- OBJECTIVE
Give back only the lines from the one with "Expected: one pin per instance of the rear" through the last line of the data, exactly as they appear.

----

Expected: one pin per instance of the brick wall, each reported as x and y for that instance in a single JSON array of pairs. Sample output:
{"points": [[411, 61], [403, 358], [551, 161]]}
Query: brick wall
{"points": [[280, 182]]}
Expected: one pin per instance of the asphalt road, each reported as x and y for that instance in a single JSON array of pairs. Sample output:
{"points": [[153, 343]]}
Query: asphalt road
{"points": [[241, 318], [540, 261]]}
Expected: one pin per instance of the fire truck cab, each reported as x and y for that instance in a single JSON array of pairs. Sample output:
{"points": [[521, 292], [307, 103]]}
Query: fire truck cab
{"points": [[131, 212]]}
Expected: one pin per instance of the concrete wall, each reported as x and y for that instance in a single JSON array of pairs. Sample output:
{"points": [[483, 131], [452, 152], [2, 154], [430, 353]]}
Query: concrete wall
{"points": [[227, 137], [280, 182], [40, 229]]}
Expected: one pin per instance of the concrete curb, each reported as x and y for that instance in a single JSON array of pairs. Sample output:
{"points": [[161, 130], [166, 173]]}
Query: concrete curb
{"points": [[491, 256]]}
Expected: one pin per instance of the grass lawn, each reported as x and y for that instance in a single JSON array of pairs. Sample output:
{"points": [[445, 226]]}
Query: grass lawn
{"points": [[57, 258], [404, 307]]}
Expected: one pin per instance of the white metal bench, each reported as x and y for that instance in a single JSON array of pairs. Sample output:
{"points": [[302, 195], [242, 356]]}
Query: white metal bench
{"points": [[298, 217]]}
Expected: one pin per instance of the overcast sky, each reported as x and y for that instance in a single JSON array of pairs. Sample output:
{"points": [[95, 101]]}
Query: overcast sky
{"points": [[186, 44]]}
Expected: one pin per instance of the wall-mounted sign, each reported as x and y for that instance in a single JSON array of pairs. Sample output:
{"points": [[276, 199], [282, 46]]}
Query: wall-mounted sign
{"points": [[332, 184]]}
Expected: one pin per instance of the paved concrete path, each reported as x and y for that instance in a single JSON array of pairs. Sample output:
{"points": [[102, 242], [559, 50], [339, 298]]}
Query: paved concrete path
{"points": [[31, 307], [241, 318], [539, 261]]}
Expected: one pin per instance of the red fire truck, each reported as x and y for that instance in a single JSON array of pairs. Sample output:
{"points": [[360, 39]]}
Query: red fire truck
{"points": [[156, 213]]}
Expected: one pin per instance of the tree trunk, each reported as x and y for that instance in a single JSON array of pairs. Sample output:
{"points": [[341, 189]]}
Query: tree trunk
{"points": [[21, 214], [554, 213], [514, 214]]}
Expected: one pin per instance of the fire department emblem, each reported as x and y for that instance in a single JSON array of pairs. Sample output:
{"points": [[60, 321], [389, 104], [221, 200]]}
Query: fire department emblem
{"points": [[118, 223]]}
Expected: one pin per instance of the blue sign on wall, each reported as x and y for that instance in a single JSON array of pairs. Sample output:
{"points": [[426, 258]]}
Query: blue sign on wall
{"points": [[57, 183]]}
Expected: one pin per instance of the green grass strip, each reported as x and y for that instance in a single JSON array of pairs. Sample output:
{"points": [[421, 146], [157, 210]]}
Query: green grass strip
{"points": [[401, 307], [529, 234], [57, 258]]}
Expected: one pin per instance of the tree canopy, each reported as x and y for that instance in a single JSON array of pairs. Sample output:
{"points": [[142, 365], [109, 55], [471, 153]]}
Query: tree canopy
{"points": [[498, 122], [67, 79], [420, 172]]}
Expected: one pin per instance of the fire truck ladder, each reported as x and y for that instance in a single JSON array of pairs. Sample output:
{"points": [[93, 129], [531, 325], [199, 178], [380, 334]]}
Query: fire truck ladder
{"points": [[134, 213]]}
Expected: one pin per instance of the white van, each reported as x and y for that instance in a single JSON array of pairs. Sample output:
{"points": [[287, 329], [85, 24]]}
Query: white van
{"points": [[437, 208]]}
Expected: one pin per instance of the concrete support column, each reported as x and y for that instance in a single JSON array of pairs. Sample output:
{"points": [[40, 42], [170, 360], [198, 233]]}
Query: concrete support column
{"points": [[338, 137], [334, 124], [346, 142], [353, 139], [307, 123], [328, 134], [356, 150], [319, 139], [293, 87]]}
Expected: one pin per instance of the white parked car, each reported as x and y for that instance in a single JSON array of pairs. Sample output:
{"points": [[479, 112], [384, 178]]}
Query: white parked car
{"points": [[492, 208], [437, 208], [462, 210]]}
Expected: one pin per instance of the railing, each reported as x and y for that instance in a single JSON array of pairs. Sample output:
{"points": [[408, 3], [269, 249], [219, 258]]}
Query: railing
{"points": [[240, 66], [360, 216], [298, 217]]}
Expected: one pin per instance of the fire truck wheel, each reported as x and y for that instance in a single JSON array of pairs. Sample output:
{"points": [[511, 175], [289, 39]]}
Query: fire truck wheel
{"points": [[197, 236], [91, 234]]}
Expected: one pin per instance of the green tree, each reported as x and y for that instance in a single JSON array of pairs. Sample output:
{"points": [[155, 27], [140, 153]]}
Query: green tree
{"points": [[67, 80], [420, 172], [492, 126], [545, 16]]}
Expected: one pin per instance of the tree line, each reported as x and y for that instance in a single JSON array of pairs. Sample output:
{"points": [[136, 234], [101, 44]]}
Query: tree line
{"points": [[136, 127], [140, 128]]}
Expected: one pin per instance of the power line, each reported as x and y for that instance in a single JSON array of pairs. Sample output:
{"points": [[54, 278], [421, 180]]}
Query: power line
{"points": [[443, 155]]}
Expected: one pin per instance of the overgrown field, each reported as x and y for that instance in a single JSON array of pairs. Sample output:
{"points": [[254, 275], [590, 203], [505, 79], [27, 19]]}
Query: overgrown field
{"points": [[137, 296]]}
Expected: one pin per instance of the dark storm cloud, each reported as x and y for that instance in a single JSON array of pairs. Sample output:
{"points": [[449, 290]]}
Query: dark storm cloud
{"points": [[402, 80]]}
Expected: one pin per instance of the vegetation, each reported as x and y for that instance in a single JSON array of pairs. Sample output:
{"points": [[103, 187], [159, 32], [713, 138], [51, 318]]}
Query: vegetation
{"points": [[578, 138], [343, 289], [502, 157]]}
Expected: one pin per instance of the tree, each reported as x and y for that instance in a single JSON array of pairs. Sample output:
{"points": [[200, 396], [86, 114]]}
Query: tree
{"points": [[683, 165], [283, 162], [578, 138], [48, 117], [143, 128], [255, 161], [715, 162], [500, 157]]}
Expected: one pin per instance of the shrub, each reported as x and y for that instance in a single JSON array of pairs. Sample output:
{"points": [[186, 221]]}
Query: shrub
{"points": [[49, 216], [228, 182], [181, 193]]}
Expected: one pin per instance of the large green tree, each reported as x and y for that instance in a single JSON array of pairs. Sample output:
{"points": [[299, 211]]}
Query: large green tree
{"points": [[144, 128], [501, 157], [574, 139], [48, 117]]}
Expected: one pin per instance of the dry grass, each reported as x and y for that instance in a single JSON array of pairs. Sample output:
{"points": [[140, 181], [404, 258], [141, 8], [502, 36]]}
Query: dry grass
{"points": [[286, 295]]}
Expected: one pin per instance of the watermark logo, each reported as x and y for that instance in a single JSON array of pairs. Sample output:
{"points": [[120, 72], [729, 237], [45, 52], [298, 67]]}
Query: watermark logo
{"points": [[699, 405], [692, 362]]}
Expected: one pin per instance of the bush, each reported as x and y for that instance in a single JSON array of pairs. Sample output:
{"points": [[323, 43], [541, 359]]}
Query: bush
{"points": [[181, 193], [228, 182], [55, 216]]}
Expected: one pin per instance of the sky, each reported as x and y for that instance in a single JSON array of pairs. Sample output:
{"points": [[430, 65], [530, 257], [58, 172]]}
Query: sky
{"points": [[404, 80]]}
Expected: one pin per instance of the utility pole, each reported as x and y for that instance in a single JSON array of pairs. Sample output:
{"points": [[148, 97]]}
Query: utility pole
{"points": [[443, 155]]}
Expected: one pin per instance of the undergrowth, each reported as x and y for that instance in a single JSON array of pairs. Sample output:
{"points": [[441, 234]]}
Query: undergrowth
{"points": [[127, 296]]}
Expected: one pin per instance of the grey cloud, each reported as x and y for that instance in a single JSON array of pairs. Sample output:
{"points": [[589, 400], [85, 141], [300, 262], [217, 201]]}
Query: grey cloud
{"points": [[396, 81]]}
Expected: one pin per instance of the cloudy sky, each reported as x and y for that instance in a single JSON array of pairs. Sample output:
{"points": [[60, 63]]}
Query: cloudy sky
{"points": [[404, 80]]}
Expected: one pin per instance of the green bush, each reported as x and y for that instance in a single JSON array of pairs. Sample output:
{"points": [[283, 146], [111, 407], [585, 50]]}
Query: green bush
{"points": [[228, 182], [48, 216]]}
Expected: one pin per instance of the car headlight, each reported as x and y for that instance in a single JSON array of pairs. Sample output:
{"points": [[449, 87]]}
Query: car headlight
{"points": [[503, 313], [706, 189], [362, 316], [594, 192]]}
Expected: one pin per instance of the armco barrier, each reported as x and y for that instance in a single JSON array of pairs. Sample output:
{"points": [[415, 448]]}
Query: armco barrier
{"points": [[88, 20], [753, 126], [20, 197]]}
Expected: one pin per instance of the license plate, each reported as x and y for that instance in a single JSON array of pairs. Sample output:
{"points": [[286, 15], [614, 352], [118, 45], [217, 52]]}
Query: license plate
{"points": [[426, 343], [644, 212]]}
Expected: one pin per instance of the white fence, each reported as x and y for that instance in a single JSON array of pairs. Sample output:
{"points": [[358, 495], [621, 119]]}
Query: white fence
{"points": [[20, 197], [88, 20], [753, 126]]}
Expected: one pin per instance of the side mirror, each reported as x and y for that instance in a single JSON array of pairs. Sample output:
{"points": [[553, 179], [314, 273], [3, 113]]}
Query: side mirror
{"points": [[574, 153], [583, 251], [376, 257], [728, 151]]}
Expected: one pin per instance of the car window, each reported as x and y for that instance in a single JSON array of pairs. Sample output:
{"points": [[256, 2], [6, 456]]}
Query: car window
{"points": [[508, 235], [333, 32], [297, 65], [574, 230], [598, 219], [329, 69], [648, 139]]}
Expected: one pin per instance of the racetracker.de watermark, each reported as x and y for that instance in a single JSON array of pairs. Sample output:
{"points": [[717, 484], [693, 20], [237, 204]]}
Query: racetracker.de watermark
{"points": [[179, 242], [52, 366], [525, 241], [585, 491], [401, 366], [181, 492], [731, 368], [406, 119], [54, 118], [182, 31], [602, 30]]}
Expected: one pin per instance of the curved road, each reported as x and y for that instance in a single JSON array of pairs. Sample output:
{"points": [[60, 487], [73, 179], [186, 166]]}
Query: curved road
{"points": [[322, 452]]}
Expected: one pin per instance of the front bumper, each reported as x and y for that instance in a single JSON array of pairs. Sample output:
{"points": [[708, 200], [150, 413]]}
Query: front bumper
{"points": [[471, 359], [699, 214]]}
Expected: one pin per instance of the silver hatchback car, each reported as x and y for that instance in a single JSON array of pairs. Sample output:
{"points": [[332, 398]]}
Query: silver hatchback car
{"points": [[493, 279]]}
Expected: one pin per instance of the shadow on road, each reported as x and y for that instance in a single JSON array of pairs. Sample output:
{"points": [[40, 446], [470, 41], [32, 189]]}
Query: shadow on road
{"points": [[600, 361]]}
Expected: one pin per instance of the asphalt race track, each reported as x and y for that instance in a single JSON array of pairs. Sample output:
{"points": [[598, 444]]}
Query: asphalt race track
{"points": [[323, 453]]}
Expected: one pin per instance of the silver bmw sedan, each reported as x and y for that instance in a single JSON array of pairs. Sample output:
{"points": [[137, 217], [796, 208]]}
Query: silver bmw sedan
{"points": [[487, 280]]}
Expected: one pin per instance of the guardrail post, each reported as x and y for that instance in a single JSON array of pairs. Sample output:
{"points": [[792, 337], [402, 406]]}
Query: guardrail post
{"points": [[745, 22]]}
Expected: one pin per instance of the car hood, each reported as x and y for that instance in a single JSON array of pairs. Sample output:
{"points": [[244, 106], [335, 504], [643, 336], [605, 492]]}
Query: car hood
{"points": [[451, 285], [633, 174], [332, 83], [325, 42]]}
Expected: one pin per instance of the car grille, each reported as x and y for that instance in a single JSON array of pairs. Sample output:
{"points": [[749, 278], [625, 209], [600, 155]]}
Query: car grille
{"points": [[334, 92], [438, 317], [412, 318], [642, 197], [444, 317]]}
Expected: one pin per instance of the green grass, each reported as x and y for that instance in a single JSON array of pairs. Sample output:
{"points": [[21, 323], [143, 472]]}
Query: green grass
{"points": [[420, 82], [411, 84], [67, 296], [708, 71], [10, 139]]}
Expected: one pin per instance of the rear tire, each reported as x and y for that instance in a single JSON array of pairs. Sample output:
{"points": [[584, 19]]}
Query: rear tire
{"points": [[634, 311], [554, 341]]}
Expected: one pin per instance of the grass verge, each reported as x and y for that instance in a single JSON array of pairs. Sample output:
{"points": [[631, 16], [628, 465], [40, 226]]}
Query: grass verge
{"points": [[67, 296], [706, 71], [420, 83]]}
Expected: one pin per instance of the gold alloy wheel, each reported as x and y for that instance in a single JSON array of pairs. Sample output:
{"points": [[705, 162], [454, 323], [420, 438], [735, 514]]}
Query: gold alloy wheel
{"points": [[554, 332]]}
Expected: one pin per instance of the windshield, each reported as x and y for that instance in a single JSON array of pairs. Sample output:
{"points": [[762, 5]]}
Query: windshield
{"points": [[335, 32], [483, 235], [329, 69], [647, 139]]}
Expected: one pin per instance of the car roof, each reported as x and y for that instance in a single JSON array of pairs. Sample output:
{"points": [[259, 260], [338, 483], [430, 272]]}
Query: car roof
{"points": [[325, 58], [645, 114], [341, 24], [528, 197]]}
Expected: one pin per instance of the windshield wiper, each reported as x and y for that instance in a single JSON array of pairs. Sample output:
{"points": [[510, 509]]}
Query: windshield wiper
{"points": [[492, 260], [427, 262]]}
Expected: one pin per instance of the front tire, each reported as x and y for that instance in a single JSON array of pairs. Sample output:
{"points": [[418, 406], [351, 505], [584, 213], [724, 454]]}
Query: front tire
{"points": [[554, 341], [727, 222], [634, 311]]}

----

- REPLY TO THE EXERCISE
Expected: one pin per instance of the rear tire, each reported as x and y for that instance in a single JSON array of pairs. Sample output:
{"points": [[584, 19]]}
Query: rear tire
{"points": [[634, 311], [554, 341]]}
Expected: one pin per instance of the grass verge, each reported as x and y for that instance in a single JSON array of pairs. Sample output:
{"points": [[631, 16], [628, 465], [40, 226]]}
Query: grass verge
{"points": [[67, 296], [706, 71], [420, 83]]}
Expected: one pin per instance of the gold alloy wheel, each reported as x and y for that instance in a single JSON array of pairs. Sample output:
{"points": [[705, 162], [454, 323], [420, 438], [735, 514]]}
Query: gold alloy wheel
{"points": [[554, 332]]}
Expected: one pin per instance of the windshield, each reported as x and y for that instance in a single JSON array of pairs. Sample output:
{"points": [[762, 5]]}
Query: windshield
{"points": [[335, 32], [483, 235], [329, 69], [647, 139]]}
Expected: one pin per instance of the car roof, each reported as x and y for that instance in a single JSON array of pairs. Sample output:
{"points": [[259, 260], [338, 483], [430, 272]]}
Query: car roof
{"points": [[325, 58], [645, 114], [341, 24], [528, 197]]}
Expected: one pin per instance of the windshield wiper, each reported as x and y for that instance in a single JSON array of pairs. Sample output:
{"points": [[510, 509]]}
Query: windshield wiper
{"points": [[492, 260], [427, 262]]}
Expected: one pin per instance of the front tire, each reported as x and y for that instance in a single JSON array of pairs. Sample output:
{"points": [[418, 406], [351, 505], [584, 213], [724, 454]]}
Query: front tire
{"points": [[554, 341], [727, 222], [634, 311]]}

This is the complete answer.